Exercise inputs Block Start
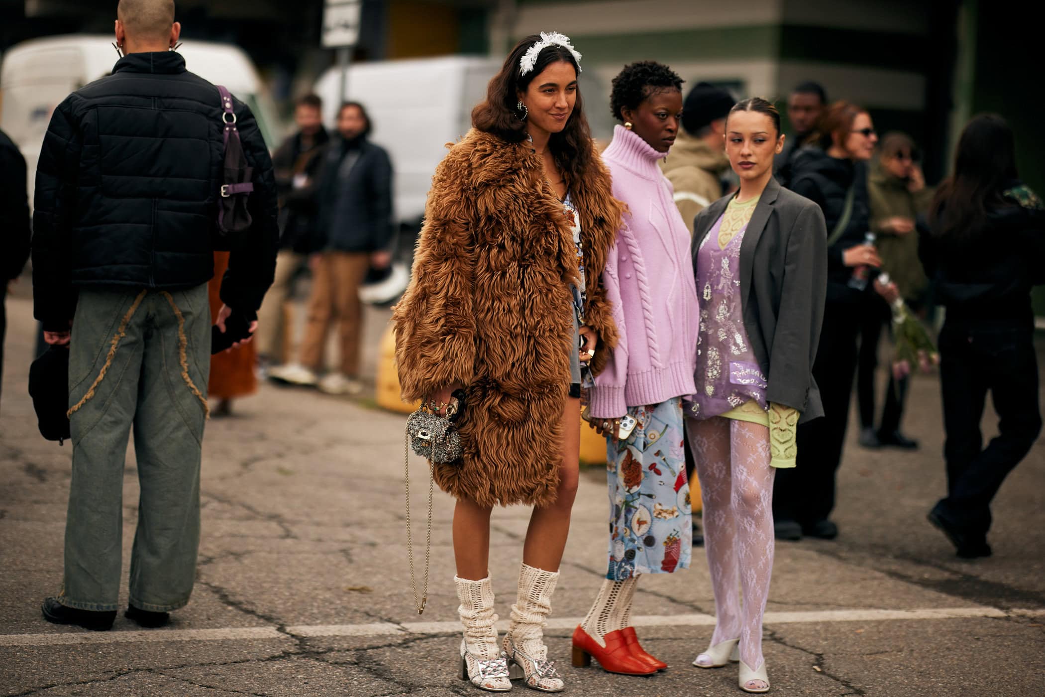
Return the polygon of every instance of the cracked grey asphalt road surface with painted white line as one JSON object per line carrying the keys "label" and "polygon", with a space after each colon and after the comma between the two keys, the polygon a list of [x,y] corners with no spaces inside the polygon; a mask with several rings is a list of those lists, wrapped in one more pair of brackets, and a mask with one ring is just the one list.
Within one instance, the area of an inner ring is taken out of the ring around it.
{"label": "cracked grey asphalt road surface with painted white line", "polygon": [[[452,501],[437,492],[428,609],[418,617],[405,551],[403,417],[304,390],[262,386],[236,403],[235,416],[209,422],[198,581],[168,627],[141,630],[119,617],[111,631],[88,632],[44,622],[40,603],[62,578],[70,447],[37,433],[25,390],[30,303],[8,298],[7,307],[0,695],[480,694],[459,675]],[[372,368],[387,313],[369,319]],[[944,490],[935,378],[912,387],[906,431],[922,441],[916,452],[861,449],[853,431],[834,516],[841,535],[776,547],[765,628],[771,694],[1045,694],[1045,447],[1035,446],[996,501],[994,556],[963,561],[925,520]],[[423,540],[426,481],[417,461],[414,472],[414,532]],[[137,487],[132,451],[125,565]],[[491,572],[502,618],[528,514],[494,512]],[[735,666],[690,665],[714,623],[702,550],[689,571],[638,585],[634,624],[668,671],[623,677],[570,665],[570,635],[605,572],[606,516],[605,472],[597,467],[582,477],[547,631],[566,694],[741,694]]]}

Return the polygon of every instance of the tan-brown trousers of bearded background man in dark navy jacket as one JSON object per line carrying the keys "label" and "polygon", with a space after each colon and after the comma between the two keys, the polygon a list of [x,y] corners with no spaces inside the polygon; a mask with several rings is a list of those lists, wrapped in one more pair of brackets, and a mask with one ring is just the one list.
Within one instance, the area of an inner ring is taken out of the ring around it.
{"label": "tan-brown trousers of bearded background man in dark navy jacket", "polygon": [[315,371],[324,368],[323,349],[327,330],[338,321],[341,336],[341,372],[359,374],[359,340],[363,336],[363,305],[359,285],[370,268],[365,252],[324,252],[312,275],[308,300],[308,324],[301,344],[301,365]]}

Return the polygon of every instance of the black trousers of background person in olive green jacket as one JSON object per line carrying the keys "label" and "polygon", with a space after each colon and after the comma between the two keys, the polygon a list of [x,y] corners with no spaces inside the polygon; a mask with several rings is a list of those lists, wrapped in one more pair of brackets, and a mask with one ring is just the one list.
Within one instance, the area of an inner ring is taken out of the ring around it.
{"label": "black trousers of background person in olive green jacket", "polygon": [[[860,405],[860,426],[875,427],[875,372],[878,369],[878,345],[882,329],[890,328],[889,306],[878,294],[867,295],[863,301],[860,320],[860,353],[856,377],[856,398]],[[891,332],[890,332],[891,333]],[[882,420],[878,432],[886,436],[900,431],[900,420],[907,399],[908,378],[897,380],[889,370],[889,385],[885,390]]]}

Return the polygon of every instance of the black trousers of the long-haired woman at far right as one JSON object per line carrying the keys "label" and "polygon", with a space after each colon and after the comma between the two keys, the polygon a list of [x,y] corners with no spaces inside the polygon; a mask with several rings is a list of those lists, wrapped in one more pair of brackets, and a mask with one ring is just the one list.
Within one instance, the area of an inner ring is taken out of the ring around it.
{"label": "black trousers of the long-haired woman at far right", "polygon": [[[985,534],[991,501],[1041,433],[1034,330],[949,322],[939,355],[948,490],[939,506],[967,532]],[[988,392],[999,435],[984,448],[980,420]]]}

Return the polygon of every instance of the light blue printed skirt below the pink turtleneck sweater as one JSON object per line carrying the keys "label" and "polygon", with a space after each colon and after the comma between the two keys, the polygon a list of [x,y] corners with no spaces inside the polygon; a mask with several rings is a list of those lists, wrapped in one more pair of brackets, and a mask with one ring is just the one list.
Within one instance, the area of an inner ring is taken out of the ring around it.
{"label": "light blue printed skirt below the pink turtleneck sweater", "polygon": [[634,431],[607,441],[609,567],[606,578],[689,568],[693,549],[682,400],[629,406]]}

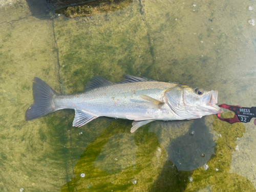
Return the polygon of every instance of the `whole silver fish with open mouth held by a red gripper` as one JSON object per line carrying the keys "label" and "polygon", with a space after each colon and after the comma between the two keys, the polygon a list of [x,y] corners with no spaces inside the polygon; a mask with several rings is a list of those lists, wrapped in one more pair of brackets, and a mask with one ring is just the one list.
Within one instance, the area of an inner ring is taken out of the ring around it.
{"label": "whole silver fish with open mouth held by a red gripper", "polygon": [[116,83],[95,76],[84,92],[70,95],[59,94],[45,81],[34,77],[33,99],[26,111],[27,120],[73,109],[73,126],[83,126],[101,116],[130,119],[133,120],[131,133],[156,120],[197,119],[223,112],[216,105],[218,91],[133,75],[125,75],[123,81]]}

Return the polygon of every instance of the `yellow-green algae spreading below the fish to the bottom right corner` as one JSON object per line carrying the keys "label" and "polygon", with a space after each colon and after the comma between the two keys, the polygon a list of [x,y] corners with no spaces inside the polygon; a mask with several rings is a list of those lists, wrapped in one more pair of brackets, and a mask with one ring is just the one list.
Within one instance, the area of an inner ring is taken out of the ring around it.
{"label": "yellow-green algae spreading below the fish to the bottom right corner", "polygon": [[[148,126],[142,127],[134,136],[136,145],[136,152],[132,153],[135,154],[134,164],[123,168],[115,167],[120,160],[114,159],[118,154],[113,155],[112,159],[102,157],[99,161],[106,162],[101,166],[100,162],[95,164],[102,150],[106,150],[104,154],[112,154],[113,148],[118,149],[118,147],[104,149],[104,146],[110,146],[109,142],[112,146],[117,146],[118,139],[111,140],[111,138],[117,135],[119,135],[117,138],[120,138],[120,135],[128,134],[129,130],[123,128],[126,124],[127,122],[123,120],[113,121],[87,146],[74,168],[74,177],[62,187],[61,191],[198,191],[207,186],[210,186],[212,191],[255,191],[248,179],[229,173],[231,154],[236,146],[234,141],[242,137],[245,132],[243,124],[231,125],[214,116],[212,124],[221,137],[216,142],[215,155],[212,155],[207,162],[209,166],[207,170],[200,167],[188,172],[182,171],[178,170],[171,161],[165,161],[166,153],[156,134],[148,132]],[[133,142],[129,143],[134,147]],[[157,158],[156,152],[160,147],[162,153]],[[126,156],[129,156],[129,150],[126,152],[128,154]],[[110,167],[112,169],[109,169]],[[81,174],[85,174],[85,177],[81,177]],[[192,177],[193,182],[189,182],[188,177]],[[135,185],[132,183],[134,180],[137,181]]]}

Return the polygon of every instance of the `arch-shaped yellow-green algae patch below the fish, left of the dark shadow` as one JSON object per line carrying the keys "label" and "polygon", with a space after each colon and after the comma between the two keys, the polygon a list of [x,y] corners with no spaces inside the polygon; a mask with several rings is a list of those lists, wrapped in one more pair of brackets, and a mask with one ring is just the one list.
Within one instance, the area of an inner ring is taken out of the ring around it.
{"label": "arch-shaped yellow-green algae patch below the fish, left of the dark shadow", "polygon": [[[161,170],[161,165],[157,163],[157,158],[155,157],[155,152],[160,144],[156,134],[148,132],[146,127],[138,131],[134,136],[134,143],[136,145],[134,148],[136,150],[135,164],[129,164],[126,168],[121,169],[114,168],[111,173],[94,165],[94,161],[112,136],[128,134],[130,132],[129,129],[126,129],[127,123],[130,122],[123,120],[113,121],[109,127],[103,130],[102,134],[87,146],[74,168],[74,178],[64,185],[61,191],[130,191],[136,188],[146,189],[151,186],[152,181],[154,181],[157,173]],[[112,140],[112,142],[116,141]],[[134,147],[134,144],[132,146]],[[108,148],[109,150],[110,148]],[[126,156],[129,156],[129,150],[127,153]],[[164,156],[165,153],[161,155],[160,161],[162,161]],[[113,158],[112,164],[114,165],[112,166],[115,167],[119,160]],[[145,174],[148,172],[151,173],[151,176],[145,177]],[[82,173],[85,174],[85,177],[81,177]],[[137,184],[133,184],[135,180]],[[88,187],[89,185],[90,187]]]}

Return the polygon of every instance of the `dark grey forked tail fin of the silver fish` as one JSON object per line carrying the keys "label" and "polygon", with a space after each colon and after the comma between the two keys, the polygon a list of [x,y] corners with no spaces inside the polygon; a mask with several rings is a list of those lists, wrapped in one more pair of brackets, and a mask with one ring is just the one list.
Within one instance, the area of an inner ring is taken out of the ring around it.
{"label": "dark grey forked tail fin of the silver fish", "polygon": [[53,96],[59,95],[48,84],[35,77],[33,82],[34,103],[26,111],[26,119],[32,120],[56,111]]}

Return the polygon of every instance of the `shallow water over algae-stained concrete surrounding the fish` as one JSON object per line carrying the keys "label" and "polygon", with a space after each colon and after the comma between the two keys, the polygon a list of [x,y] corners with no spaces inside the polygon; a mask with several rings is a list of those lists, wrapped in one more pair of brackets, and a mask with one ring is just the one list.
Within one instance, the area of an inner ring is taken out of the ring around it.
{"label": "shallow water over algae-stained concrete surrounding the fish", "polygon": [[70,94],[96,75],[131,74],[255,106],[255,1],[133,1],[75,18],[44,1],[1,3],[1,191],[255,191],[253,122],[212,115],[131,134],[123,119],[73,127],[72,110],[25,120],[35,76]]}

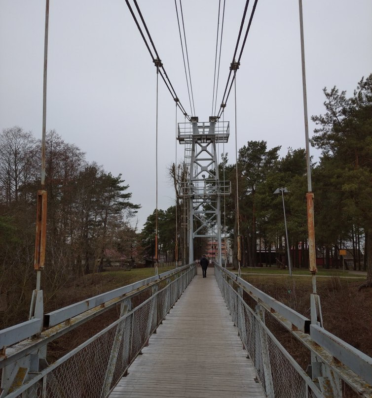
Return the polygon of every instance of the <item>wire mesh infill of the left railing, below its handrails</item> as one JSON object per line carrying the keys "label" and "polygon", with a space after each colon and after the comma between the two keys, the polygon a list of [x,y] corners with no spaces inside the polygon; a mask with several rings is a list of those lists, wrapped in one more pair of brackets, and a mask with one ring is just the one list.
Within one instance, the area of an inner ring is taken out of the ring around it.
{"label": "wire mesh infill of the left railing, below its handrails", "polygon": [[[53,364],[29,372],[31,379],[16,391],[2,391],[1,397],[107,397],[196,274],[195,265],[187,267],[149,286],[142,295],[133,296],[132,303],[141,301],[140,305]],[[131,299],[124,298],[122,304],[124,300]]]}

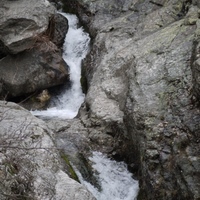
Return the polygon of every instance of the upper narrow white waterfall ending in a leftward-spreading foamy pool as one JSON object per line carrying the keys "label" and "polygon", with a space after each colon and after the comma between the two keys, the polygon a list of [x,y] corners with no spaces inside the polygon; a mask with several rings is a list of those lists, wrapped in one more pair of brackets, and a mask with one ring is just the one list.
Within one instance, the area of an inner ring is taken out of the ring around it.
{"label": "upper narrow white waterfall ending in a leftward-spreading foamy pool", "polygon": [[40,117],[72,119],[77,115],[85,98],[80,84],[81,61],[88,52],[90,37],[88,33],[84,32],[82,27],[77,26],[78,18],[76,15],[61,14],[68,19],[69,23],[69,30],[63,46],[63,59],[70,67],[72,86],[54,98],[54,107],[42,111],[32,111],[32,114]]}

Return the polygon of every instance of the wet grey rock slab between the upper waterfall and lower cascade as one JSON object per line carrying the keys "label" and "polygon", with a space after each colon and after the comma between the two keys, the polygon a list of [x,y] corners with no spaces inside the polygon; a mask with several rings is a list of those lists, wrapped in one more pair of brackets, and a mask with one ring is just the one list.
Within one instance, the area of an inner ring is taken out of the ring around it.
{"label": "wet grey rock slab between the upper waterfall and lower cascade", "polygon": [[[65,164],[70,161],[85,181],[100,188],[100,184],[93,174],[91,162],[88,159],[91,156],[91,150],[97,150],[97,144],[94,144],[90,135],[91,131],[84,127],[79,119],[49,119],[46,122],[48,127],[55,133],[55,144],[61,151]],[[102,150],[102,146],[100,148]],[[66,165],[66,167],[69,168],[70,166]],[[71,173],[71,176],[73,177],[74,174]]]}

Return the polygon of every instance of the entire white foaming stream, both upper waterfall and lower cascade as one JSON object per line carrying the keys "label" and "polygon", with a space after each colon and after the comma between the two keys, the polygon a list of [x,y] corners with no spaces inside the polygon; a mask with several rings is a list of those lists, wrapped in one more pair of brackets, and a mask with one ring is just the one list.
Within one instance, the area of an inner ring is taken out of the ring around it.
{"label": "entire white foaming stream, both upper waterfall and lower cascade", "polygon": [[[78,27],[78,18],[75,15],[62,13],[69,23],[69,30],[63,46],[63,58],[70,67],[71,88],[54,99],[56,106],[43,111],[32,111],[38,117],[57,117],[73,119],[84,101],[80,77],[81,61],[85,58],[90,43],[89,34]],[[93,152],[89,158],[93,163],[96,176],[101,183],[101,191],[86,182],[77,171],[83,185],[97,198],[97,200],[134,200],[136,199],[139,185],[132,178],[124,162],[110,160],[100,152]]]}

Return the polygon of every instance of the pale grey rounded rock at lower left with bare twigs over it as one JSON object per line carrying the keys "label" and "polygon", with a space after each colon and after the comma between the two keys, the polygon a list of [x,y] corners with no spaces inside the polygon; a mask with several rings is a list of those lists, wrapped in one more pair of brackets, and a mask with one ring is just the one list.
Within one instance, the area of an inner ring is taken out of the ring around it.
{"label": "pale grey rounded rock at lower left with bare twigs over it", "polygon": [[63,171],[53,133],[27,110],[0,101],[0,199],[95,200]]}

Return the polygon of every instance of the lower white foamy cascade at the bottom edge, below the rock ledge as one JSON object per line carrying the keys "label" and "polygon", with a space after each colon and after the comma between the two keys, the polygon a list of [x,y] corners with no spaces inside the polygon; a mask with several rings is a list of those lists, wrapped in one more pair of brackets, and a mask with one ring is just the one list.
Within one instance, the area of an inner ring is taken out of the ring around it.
Exercise inputs Block End
:: Exercise instructions ::
In the entries above, find the line containing "Return the polygon of every instance of the lower". Set down that line and every line after it through the last one, exactly and alone.

:: Result ::
Return the polygon of every instance of the lower white foamy cascade at the bottom edge, below the rock ledge as one JSON object per line carrying the keys "label" and "polygon", with a space after each colon and after the comma between the two keys, the polygon a list of [x,y] corners with no spaces inside the polygon; a mask with several rings is a list of those lists, wrapped in one more pair of brackets, and a mask with one ring is just the one list.
Within one instance, the area of an inner ring is taken out of the ring around it.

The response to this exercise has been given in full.